◆ **APPLY WHAT YOU READ**
1: From the passage on Innsbruck in the First World War, quote everything from "Places of remembrance" down to "and Josef Seeber.".
2: In the passage on Innsbruck in the First World War, condense the paragraph beginning "On 4 November, Austria-Hungary" into a bulleted list of its main facts.
3: According to the passage on Innsbruck in the First World War, what was set up to carry the wounded from the railway station to the new garrison hospital?

DOCUMENT EXCERPT section start

The front was relatively far away from Innsbruck, but the war penetrated civilian life. This experience of the total involvement of society as a whole was new to the people. Barracks were erected in the Höttinger Au to house prisoners of war. Transports of wounded brought such a large number of horribly injured people that many civilian buildings such as the university library, which was currently under construction, or Ambras Castle were converted into military hospitals. The Pradl military cemetery was established to cope with the large number of fallen soldiers. A predecessor to tram line 3 was set up to transport the wounded from the railway station to the new garrison hospital, today's Conrad barracks in Pradl. The population in Innsbruck suffered from shortages, especially in the last winter, which was known as the Hunger winter went down in European history. In the final years of the war, food was supplied via ration coupons. 500 g of meat, 60 g of butter and 2 kg of potatoes were the basic diet per person - per week, mind you. Archive photos show the long queues of desperate and hungry people outside the food shops.
In October 1918, the first air raid alert was sounded, but no damage was done. At this time, most people were already aware that the war was lost and what fate awaited Tyrol, as this article from 6 October 1918 shows:
„Aeußere und innere Feinde würfeln heute um das Land Andreas Hofers. Der letzte Wurf ist noch grausamer; schändlicher ist noch nie ein freies Land geschachert worden. Das Blut unserer Väter, Söhne und Brüder ist umsonst geflossen, wenn dieser schändliche Plan Wirklichkeit werden soll. Der letzte Wurf ist noch nicht getan. Darum auf Tiroler, zum Tiroler Volkstag in Brixen am 13. Oktober 1918 (nächsten Sonntag). Deutscher Boden muß deutsch bleiben, Tiroler Boden muß tirolisch bleiben. Tiroler entscheidet selbst über Eure Zukunft!“
On 4 November, Austria-Hungary and the Kingdom of Italy finally agreed an armistice. This gave the Allies the right to occupy areas of the monarchy. The very next day, Bavarian troops entered Innsbruck. Austria's ally Germany was still at war with Italy and was afraid that the front could be moved closer to the German Reich in North Tyrol. Fortunately for Innsbruck and the surrounding area, however, Germany also surrendered a week later on 11 November. This meant that the major battles between regular armies did not take place.
Nevertheless, Innsbruck was in danger. Huge columns of military vehicles, trains full of soldiers and thousands of emaciated soldiers making their way home from the front on foot passed through the city. The city not only had to keep its own citizens in check and guarantee rations, but also protect itself from looting. In order to maintain public order, defence groups were formed from schoolchildren, students, workers and citizens. On 23 November 1918, Italian troops occupied the city and the surrounding area. Mayor Greil's appeasement to the people of Innsbruck to hand over the city without rioting was successful. Although there were isolated riots, hunger riots and looting, there were no armed clashes with the occupying troops or even a Bolshevik revolution as in Munich.
Places of remembrance of the First World War in Innsbruck are mainly found at churches, which commemorate the fallen parishioners, and cemeteries. The Kaiserjägermuseum on Mount Isel displays uniforms, weapons and pictures of the battle. Streets in Innsbruck are dedicated to the two theologians Anton Müllner and Josef Seeber.

DOCUMENT EXCERPT section end
GIVEN RECORDS section start

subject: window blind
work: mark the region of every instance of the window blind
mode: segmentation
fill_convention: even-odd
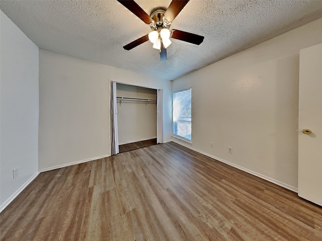
[[[191,141],[191,88],[173,94],[173,134]]]

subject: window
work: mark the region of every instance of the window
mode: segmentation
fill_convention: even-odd
[[[191,88],[173,94],[173,135],[191,142]]]

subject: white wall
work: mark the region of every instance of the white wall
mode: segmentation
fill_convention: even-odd
[[[192,87],[190,147],[296,191],[299,51],[322,43],[321,26],[320,19],[175,80],[174,91]]]
[[[46,50],[39,56],[40,171],[111,155],[110,81],[164,89],[171,139],[171,81]]]
[[[118,83],[117,96],[156,99],[156,90]],[[156,138],[156,102],[117,101],[119,145]]]
[[[38,174],[39,102],[38,48],[2,11],[1,15],[2,210]]]

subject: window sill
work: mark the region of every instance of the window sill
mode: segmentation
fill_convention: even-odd
[[[172,136],[172,137],[174,137],[176,139],[179,139],[180,141],[183,141],[184,142],[187,142],[187,143],[189,143],[190,144],[192,144],[192,142],[191,142],[191,141],[183,137],[178,137],[178,136],[173,136],[173,135]]]

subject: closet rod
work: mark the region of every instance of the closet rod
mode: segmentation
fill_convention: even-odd
[[[144,98],[135,98],[134,97],[121,97],[117,96],[117,99],[121,100],[138,100],[140,101],[156,101],[155,99],[145,99]]]

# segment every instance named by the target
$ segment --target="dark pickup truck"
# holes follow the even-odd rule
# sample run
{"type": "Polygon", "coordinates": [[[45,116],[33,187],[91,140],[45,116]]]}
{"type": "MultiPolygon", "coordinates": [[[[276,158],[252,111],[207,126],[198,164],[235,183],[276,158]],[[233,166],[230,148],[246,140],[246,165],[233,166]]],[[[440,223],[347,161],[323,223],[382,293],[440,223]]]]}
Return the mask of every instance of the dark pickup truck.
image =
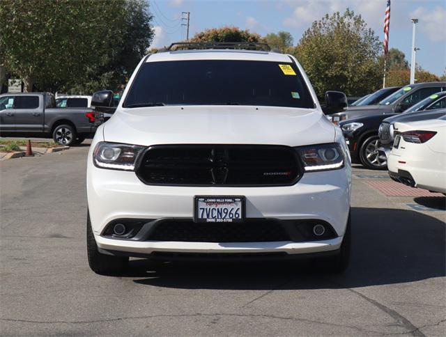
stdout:
{"type": "Polygon", "coordinates": [[[0,135],[48,136],[61,145],[82,143],[96,131],[89,108],[56,108],[49,93],[0,95],[0,135]]]}

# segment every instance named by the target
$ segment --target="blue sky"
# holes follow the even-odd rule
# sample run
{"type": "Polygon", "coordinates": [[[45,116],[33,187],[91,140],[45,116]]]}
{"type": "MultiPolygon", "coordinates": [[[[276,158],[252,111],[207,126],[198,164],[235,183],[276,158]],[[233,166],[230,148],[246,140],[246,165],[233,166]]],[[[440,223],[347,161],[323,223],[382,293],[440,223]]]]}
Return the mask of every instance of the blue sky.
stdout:
{"type": "MultiPolygon", "coordinates": [[[[296,44],[312,22],[349,8],[360,14],[381,40],[386,0],[148,0],[155,17],[153,47],[185,38],[181,12],[190,12],[190,36],[206,28],[235,26],[261,36],[289,31],[296,44]]],[[[411,17],[417,17],[417,64],[441,75],[446,68],[446,0],[392,0],[390,47],[410,61],[411,17]]]]}

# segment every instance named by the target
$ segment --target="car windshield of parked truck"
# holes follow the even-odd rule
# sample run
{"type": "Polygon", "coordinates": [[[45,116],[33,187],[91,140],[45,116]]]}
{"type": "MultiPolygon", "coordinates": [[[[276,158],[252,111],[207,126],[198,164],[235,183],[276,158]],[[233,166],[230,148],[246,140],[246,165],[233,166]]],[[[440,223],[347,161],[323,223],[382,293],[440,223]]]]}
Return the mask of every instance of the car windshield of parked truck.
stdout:
{"type": "Polygon", "coordinates": [[[295,64],[234,60],[146,63],[123,107],[192,104],[315,107],[295,64]]]}
{"type": "Polygon", "coordinates": [[[401,89],[395,91],[394,93],[390,95],[390,96],[386,97],[384,100],[379,102],[380,104],[388,105],[391,104],[397,100],[398,100],[400,97],[403,95],[406,95],[407,93],[413,89],[412,86],[403,86],[401,89]]]}
{"type": "MultiPolygon", "coordinates": [[[[431,105],[433,102],[437,100],[438,98],[438,95],[431,95],[431,96],[424,98],[423,100],[419,102],[416,104],[410,107],[407,110],[405,110],[403,112],[415,112],[415,111],[421,111],[422,110],[425,110],[429,105],[431,105]]],[[[441,107],[437,108],[440,109],[441,107]]],[[[435,109],[435,108],[434,108],[435,109]]],[[[431,109],[430,110],[432,110],[431,109]]]]}
{"type": "Polygon", "coordinates": [[[58,108],[86,108],[89,100],[86,98],[56,98],[56,107],[58,108]]]}
{"type": "Polygon", "coordinates": [[[380,89],[378,91],[375,91],[374,93],[369,95],[365,100],[362,102],[360,102],[356,105],[369,105],[376,104],[376,101],[379,100],[379,97],[382,96],[387,89],[380,89]],[[375,102],[375,103],[374,103],[375,102]]]}

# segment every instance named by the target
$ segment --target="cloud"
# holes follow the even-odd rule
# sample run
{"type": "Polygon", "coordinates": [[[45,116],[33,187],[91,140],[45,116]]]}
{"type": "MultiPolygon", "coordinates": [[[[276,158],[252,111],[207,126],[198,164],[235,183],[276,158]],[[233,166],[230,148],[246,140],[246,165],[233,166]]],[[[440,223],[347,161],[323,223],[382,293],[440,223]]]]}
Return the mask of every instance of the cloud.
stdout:
{"type": "Polygon", "coordinates": [[[259,22],[255,18],[252,17],[247,17],[245,22],[245,27],[246,29],[249,29],[251,31],[256,32],[261,31],[266,31],[267,27],[264,24],[259,22]]]}
{"type": "Polygon", "coordinates": [[[410,13],[419,19],[417,28],[432,42],[446,41],[446,10],[438,6],[431,11],[419,7],[410,13]]]}
{"type": "Polygon", "coordinates": [[[184,3],[184,0],[170,0],[169,6],[170,7],[180,7],[184,3]]]}
{"type": "Polygon", "coordinates": [[[160,48],[164,47],[163,41],[166,38],[166,32],[161,26],[155,26],[155,36],[153,36],[153,40],[151,47],[160,48]]]}

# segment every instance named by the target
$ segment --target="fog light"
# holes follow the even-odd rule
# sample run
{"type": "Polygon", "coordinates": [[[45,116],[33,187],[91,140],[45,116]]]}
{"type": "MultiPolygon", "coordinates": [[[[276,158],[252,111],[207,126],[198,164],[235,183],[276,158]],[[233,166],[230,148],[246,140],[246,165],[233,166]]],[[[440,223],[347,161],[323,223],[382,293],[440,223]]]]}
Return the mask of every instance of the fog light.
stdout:
{"type": "Polygon", "coordinates": [[[315,225],[313,227],[313,233],[316,236],[323,235],[323,233],[325,233],[325,228],[322,225],[315,225]]]}
{"type": "Polygon", "coordinates": [[[116,235],[122,235],[125,233],[125,226],[122,224],[116,224],[113,226],[113,232],[116,235]]]}

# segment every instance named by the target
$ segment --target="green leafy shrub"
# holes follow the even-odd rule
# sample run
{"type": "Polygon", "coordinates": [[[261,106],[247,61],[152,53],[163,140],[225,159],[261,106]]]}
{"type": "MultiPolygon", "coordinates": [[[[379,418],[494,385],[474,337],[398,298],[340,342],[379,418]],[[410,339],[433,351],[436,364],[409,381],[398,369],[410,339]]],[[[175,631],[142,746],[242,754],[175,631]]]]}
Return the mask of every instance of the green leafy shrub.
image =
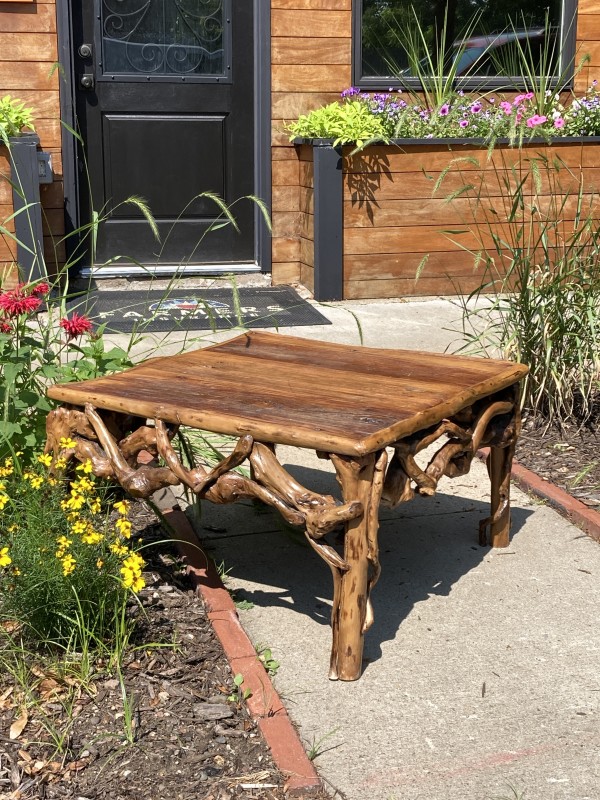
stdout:
{"type": "Polygon", "coordinates": [[[58,281],[0,291],[0,459],[20,451],[22,463],[32,463],[54,406],[49,384],[131,365],[129,348],[106,349],[103,329],[94,331],[76,311],[67,314],[65,299],[58,281]]]}
{"type": "Polygon", "coordinates": [[[33,109],[25,108],[25,103],[10,95],[0,98],[0,139],[6,143],[10,136],[17,136],[23,128],[34,129],[33,109]]]}
{"type": "Polygon", "coordinates": [[[302,115],[288,130],[292,138],[334,139],[336,146],[356,143],[361,147],[366,142],[387,138],[383,121],[358,100],[318,108],[302,115]]]}
{"type": "Polygon", "coordinates": [[[109,523],[91,463],[70,480],[64,467],[64,459],[50,455],[40,455],[35,467],[19,457],[2,462],[0,614],[39,643],[66,645],[86,635],[111,641],[129,593],[144,586],[129,503],[117,502],[118,517],[109,523]]]}

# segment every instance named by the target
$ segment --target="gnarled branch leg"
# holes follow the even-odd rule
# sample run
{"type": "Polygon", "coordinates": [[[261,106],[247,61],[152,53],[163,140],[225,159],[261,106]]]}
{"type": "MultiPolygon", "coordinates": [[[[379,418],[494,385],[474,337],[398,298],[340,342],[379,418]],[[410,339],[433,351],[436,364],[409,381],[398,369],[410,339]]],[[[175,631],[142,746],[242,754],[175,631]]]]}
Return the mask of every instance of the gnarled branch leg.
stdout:
{"type": "Polygon", "coordinates": [[[116,479],[132,497],[150,497],[157,489],[179,483],[179,478],[169,467],[142,466],[138,469],[130,467],[121,454],[115,438],[108,432],[91,403],[86,403],[85,414],[110,461],[116,479]]]}
{"type": "MultiPolygon", "coordinates": [[[[342,498],[348,503],[357,500],[364,513],[346,522],[344,561],[348,570],[342,575],[339,598],[334,597],[332,610],[333,644],[330,677],[354,681],[362,670],[364,625],[369,591],[369,524],[372,500],[378,500],[380,488],[373,491],[377,454],[362,458],[331,455],[342,498]]],[[[381,476],[383,481],[383,475],[381,476]]],[[[335,586],[334,586],[335,590],[335,586]]]]}
{"type": "Polygon", "coordinates": [[[385,468],[387,467],[387,453],[382,450],[375,463],[373,474],[373,484],[371,485],[371,496],[369,497],[369,508],[367,510],[367,558],[371,564],[371,575],[367,586],[367,613],[363,623],[363,633],[369,630],[373,624],[373,606],[371,604],[371,592],[381,575],[381,564],[379,562],[379,541],[377,534],[379,531],[379,503],[383,492],[383,481],[385,478],[385,468]]]}
{"type": "Polygon", "coordinates": [[[508,447],[490,447],[487,468],[492,489],[491,514],[479,523],[479,544],[508,547],[510,537],[510,470],[516,442],[508,447]]]}

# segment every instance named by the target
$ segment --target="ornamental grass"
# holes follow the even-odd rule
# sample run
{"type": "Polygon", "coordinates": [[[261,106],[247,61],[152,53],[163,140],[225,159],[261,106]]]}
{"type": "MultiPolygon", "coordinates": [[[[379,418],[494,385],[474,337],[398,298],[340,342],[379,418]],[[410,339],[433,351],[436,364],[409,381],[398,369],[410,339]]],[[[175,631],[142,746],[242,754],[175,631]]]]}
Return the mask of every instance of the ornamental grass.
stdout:
{"type": "MultiPolygon", "coordinates": [[[[73,444],[61,441],[61,453],[73,444]]],[[[69,477],[66,467],[49,454],[0,466],[0,617],[37,645],[111,647],[128,598],[145,585],[144,560],[129,502],[110,499],[91,462],[69,477]]]]}

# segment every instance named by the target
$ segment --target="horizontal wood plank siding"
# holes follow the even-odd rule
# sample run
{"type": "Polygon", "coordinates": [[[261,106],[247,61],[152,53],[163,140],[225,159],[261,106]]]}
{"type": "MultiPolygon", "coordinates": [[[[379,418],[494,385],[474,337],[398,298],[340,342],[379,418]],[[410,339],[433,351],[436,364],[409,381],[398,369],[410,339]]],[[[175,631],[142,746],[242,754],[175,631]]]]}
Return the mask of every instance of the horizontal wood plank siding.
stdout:
{"type": "MultiPolygon", "coordinates": [[[[350,153],[351,148],[344,149],[346,299],[472,291],[483,279],[476,253],[493,252],[492,230],[502,239],[511,235],[505,182],[520,182],[534,160],[540,163],[536,198],[542,215],[547,210],[552,215],[565,192],[577,191],[580,182],[583,213],[597,210],[600,147],[594,143],[531,144],[521,150],[497,146],[491,158],[485,149],[460,144],[376,146],[350,153]],[[462,161],[464,156],[477,160],[479,169],[462,161]],[[563,164],[551,179],[543,159],[563,164]],[[449,171],[436,191],[445,167],[449,171]],[[466,185],[469,191],[448,202],[466,185]]],[[[524,191],[533,191],[531,181],[524,191]]],[[[557,215],[567,235],[576,213],[573,196],[557,215]]],[[[531,232],[535,237],[535,226],[531,232]]]]}
{"type": "MultiPolygon", "coordinates": [[[[0,8],[0,96],[9,94],[33,108],[40,145],[52,155],[54,184],[40,186],[46,234],[44,247],[49,269],[56,264],[53,239],[62,236],[65,230],[57,61],[54,0],[40,0],[32,4],[8,3],[0,8]]],[[[0,152],[0,174],[10,174],[6,153],[3,152],[0,152]]],[[[7,210],[12,213],[12,190],[2,177],[0,221],[6,219],[7,210]]],[[[12,267],[14,257],[14,242],[5,241],[0,246],[0,274],[4,276],[2,285],[5,287],[13,285],[17,279],[12,267]]],[[[58,260],[64,260],[64,248],[58,252],[58,260]]]]}
{"type": "Polygon", "coordinates": [[[284,127],[350,85],[351,0],[271,0],[271,37],[273,283],[312,290],[312,151],[284,127]]]}

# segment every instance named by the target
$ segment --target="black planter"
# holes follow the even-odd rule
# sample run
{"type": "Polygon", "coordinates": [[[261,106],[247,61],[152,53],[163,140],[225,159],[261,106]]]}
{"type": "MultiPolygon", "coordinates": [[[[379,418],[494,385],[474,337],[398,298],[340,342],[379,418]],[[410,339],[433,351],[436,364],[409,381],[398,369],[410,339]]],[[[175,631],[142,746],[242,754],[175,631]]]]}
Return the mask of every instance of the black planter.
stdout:
{"type": "Polygon", "coordinates": [[[40,137],[22,133],[8,141],[19,273],[23,280],[35,281],[47,275],[37,150],[40,137]]]}

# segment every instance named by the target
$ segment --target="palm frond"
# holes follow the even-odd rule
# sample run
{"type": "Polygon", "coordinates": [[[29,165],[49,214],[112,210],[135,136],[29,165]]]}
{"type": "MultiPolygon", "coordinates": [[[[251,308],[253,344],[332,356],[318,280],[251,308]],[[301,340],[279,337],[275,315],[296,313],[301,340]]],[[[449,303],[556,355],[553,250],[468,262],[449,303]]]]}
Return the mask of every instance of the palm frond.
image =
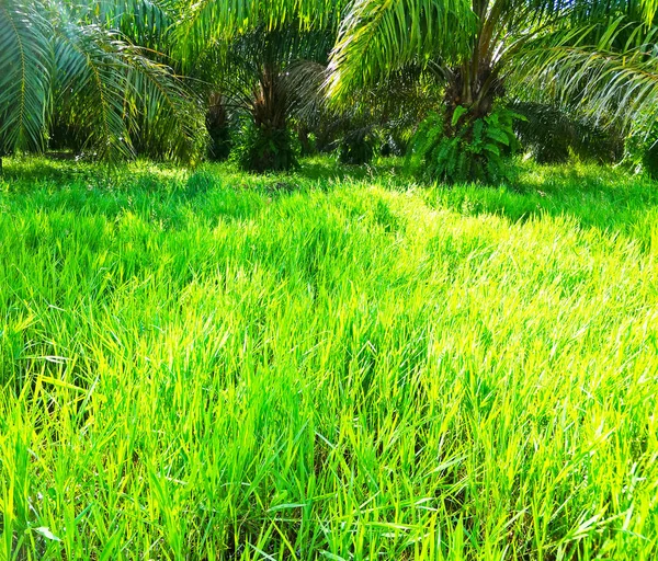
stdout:
{"type": "Polygon", "coordinates": [[[476,25],[466,0],[356,0],[331,56],[329,92],[344,98],[411,60],[423,62],[436,54],[456,61],[468,53],[476,25]]]}
{"type": "Polygon", "coordinates": [[[540,37],[514,57],[525,95],[633,129],[658,114],[658,27],[625,18],[540,37]]]}
{"type": "Polygon", "coordinates": [[[50,25],[38,2],[0,0],[0,149],[38,150],[50,105],[50,25]]]}

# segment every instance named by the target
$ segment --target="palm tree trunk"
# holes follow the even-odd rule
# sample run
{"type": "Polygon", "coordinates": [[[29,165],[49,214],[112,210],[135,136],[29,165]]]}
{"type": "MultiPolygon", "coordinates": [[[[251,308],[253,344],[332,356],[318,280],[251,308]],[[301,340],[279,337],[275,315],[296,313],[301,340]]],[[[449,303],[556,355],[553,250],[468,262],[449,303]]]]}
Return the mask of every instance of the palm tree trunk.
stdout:
{"type": "Polygon", "coordinates": [[[296,159],[287,129],[287,95],[274,65],[266,65],[261,71],[251,111],[258,148],[251,151],[250,169],[263,172],[294,167],[296,159]]]}

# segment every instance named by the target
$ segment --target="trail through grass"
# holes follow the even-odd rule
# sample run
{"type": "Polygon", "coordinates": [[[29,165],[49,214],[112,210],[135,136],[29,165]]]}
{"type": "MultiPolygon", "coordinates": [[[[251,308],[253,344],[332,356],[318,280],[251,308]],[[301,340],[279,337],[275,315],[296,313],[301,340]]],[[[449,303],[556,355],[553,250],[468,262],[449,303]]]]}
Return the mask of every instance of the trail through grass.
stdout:
{"type": "Polygon", "coordinates": [[[0,559],[655,559],[656,185],[326,165],[7,163],[0,559]]]}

GIVEN RECORDS section end

◆ **RESPONSES BY ITEM NUMBER**
1:
Places of remembrance of the First World War in Innsbruck are mainly found at churches, which commemorate the fallen parishioners, and cemeteries. The Kaiserjägermuseum on Mount Isel displays uniforms, weapons and pictures of the battle. Streets in Innsbruck are dedicated to the two theologians Anton Müllner and Josef Seeber.

2:
- 4 November: Austria-Hungary and the Kingdom of Italy agreed an armistice, which gave the Allies the right to occupy areas of the monarchy.
- The next day, Bavarian troops entered Innsbruck.
- Germany, still at war with Italy, feared the front could move closer to the German Reich in North Tyrol.
- Germany surrendered a week later, on 11 November, so no major battles between regular armies took place around Innsbruck.

3: A predecessor to tram line 3.